- **SUPPLIED INFORMATION**
□ □ □

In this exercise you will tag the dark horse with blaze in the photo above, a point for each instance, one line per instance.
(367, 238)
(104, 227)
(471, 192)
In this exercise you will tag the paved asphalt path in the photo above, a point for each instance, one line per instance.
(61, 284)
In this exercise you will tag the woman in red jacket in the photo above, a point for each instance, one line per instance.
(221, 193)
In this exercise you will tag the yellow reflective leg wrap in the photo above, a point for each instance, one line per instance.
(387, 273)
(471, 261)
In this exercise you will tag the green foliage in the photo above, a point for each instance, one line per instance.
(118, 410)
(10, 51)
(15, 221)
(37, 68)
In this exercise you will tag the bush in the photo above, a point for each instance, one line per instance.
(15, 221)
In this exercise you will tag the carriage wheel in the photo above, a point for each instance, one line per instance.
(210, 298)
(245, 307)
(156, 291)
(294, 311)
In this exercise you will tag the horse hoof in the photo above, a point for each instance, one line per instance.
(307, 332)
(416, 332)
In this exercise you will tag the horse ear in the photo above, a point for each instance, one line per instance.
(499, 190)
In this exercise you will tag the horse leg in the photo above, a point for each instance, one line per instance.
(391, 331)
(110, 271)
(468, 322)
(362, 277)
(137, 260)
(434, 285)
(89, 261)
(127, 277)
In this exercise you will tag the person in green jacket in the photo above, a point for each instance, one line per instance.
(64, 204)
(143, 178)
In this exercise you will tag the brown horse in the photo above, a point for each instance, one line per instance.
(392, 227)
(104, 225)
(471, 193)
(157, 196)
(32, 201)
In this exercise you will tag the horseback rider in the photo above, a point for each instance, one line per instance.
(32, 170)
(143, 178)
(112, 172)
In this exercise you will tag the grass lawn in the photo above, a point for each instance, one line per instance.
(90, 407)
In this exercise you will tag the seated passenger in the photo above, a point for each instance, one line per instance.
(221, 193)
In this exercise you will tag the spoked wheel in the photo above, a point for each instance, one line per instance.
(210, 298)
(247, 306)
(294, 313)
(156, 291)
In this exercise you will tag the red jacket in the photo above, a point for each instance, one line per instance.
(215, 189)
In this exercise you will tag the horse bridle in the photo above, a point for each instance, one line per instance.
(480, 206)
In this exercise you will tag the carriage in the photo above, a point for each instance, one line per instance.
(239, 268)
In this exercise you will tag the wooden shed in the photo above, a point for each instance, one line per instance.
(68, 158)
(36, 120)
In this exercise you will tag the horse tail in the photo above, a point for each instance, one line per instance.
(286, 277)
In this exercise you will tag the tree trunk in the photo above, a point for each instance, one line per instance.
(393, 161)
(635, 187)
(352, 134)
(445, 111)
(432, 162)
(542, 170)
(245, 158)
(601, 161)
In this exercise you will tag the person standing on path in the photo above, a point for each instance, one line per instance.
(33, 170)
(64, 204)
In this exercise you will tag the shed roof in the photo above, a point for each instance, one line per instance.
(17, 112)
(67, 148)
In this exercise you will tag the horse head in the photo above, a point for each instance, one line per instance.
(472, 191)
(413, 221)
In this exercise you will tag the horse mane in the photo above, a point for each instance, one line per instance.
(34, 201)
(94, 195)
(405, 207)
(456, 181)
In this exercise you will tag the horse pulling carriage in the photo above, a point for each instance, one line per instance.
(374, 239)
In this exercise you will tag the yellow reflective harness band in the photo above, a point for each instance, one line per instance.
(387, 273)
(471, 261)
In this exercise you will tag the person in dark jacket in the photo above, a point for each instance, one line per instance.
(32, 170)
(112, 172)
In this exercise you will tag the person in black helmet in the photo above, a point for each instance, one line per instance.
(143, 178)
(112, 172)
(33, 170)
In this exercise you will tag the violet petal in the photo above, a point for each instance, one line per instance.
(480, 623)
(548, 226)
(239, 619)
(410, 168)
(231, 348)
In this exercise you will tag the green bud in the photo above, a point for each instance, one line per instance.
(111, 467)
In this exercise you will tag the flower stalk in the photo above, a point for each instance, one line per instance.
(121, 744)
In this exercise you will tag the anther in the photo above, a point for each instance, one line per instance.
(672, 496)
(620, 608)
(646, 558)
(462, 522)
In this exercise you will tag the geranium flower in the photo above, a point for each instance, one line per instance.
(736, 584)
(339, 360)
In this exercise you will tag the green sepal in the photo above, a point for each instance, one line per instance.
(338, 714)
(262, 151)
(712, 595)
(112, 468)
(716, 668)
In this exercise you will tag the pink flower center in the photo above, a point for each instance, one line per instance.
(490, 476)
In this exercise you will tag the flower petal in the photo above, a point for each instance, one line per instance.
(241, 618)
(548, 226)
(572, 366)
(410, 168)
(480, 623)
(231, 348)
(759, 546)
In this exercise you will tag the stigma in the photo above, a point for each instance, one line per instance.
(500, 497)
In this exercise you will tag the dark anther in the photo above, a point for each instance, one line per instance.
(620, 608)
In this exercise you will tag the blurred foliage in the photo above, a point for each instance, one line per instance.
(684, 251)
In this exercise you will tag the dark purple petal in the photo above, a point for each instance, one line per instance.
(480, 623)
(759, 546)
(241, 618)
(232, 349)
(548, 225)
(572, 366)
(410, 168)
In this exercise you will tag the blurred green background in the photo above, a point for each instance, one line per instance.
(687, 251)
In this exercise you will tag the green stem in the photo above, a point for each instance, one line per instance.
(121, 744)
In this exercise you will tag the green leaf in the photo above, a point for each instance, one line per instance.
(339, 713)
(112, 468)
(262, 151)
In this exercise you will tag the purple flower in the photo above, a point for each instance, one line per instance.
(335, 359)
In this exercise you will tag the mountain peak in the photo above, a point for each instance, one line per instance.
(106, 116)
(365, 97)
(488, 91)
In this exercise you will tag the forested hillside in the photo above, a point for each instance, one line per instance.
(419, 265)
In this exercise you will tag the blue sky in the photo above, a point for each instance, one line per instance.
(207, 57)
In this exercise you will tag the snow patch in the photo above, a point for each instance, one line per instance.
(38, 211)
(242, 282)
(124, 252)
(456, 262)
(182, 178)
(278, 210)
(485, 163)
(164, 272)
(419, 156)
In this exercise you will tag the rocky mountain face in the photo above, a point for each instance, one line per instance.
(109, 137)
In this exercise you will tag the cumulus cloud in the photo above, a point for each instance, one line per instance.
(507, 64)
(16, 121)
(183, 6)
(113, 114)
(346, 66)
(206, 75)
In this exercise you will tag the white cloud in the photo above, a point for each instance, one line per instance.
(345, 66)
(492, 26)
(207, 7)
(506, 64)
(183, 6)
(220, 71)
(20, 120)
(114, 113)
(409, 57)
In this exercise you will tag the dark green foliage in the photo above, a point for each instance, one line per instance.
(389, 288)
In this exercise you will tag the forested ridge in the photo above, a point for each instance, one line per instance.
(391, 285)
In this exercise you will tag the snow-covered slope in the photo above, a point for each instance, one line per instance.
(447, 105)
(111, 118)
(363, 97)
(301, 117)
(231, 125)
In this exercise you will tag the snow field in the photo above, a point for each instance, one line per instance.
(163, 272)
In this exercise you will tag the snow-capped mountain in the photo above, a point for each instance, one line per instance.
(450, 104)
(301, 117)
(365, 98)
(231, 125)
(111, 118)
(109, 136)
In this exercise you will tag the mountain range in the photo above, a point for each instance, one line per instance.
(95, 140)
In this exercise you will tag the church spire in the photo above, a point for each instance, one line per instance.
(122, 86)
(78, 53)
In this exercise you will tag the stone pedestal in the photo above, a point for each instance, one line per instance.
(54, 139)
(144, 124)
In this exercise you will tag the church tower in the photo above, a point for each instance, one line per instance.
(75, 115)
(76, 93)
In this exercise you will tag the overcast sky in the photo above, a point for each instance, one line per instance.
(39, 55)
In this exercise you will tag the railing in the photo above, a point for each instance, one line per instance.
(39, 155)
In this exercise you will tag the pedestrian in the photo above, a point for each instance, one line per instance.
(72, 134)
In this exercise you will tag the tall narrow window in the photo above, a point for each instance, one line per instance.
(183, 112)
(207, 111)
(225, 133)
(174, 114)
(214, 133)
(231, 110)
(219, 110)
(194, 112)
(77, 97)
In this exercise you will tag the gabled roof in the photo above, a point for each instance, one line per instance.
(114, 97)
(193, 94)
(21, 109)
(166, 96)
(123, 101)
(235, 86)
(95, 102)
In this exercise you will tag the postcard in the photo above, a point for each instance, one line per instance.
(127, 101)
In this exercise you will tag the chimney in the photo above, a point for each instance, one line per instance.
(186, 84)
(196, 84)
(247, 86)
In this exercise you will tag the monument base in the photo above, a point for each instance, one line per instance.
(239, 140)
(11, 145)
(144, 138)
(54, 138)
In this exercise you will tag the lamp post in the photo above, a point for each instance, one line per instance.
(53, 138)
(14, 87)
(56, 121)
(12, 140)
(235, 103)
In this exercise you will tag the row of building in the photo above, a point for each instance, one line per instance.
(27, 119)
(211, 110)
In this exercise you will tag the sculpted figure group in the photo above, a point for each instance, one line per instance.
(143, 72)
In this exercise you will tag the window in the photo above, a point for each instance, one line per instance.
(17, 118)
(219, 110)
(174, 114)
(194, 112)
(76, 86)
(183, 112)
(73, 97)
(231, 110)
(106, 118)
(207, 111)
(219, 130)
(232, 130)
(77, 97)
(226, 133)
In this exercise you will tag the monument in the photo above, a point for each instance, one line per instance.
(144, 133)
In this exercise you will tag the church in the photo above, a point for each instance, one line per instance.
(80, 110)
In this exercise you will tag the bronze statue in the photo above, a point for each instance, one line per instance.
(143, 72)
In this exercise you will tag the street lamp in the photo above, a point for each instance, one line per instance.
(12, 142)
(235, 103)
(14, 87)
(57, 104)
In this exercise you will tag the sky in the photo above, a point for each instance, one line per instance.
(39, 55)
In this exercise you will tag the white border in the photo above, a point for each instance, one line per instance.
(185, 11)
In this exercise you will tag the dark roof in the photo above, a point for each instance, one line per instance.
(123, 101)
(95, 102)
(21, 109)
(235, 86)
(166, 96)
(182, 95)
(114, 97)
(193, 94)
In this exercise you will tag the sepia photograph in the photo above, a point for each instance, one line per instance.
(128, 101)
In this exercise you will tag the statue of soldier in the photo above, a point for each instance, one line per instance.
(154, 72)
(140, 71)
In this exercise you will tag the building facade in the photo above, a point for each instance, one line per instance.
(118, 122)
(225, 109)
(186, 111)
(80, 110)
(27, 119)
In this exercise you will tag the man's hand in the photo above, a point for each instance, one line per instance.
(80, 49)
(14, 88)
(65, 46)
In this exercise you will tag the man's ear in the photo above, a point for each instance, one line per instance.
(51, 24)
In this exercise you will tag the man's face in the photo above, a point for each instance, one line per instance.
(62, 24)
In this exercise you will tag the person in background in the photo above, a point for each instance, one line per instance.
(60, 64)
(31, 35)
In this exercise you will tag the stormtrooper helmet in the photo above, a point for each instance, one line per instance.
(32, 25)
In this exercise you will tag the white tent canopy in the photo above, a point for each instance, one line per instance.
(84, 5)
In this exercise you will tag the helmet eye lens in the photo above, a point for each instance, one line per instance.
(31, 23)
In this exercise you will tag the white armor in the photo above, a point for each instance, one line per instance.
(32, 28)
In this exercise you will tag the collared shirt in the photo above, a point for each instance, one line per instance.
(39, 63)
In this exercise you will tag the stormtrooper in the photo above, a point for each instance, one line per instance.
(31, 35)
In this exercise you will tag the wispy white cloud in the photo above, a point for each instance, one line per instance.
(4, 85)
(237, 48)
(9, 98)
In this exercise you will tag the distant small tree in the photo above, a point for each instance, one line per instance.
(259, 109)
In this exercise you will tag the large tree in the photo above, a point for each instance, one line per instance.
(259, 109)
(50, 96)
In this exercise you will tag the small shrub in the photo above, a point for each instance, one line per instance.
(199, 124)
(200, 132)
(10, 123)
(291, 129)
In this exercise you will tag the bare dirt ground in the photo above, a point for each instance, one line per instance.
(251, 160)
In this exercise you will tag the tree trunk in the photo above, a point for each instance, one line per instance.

□ □ □

- **REQUIREMENTS**
Copy the records from the line with "In this exercise you will tag the white armor" through the end of the records, putting "label" wherever "tag" appears and leaving everything else the same.

- **WRITTEN ANSWER**
In this exercise you will label the white armor in the photo above, a point for each instance, one line per instance.
(32, 28)
In this exercise you will label the collared shirt in the photo above, a point for each instance, one line per instance.
(39, 63)
In this exercise you will label the stormtrooper in the photo above, a point for each instance, one line per instance.
(31, 35)
In this exercise you will label the wispy white cloud in the photo above, a point for each instance, one line per instance.
(4, 85)
(237, 48)
(9, 98)
In this exercise you will label the distant small tree in the photo above, a point for each instance, one line per instance.
(259, 109)
In this exercise you will label the large tree in the photo above, a point for each instance, one line per instance.
(259, 109)
(50, 96)
In this exercise you will label the small shrub in the photo above, a point for each instance, one line per instance.
(199, 124)
(200, 132)
(10, 123)
(291, 129)
In this exercise you will label the bare dirt ground in the photo above, a point for each instance, one line per instance.
(251, 160)
In this exercise you will label the tree trunk in the photo above, a point for each instance, one line per instance.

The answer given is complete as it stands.